Problema proposto 1: Segundo o trecho sobre teologia de má qualidade, qual é o principal dos dois fatores que a produzem?

Trecho:
::::

Teologia de má qualidade é produzida por dois fatores, e o principal deles, como não poderia ser diferente, é o espiritual. Essa verdade é incontestável e confirmada pelas Escrituras:

“Ora, o homem natural não compreende as coisas do Espírito de Deus, porque lhe parecem loucura; e não pode entendê-las, porque elas se discernem espiritualmente.” – 1Co.2:14

“Mas, se ainda o nosso evangelho está encoberto, para os que se perdem está encoberto. Nos quais o deus deste século cegou os entendimentos dos incrédulos, para que lhes não resplandeça a luz do evangelho da glória de Cristo, que é a imagem de Deus.” – 2Co.4:3-4

Outro causador de terríveis e infames mazelas, é a negligência quanto ao uso do conhecimento “secular”. Tal negligência se dá de duas maneiras:

      1)  Quando se tem notável conhecimento de algum ramo da ciência e o mesmo subjuga a fé. Nesse caso, o processo de racionalização da fé se dá de maneira incorreta e o entendimento “natural” guia o espiritual. Os pressupostos de quem comete esse erro são aqueles adquiridos da ciência e estão acima das verdades bíblicas; assim, quaisquer questões difíceis são colocadas à prova não pela própria Palavra, mas pelo que se sabe da “ciência”.

      2)  Quando não se tem o mínimo de conhecimento dessas matérias e a análise dos textos bíblicos é guiada pela intuição do intérprete ou métodos duvidosos. Nesse caso é bem comum que se queira estudar hermenêutica, exegese, grego, hebraico e afins sem condições necessárias para tal. Um “salto maior que as pernas”.

O que se vê é um completo descaso com ferramentas dadas por Deus para auxílio na compreensão de Sua palavra. O resultado é desastroso: péssimos intérpretes comunicando o sagrado entre si, sem se compreenderem e sem compreenderem a Bíblia; pessoas sinceras mas equivocadas.

::::

Registros de uma coleção de dados
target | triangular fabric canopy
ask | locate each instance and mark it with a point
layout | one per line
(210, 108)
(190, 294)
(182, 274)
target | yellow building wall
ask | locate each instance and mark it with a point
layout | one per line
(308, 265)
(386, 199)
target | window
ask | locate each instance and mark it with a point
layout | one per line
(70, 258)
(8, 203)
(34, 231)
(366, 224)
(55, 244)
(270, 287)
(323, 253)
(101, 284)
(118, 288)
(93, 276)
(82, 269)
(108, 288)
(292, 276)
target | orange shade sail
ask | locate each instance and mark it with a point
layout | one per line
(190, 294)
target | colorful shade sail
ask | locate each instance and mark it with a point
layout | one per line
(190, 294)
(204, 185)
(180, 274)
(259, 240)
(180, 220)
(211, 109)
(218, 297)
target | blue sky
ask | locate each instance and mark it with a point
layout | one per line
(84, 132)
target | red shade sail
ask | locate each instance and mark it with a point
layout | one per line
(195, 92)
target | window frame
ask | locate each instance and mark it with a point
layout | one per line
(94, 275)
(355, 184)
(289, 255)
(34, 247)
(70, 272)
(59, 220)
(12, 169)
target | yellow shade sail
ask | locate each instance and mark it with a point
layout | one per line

::::

Problema proposto 2: Redigite sem nenhuma alteração a parte dos registros que começa na linha que contém "target | orange shade sail", incluindo essa linha, e segue até o fim dos registros.

Resposta completa 1: O fator espiritual.

Resposta completa 2:
target | orange shade sail
ask | locate each instance and mark it with a point
layout | one per line
(190, 294)
target | colorful shade sail
ask | locate each instance and mark it with a point
layout | one per line
(190, 294)
(204, 185)
(180, 274)
(259, 240)
(180, 220)
(211, 109)
(218, 297)
target | blue sky
ask | locate each instance and mark it with a point
layout | one per line
(84, 132)
target | red shade sail
ask | locate each instance and mark it with a point
layout | one per line
(195, 92)
target | window frame
ask | locate each instance and mark it with a point
layout | one per line
(94, 275)
(355, 184)
(289, 255)
(34, 247)
(70, 272)
(59, 220)
(12, 169)
target | yellow shade sail
ask | locate each instance and mark it with a point
layout | one per line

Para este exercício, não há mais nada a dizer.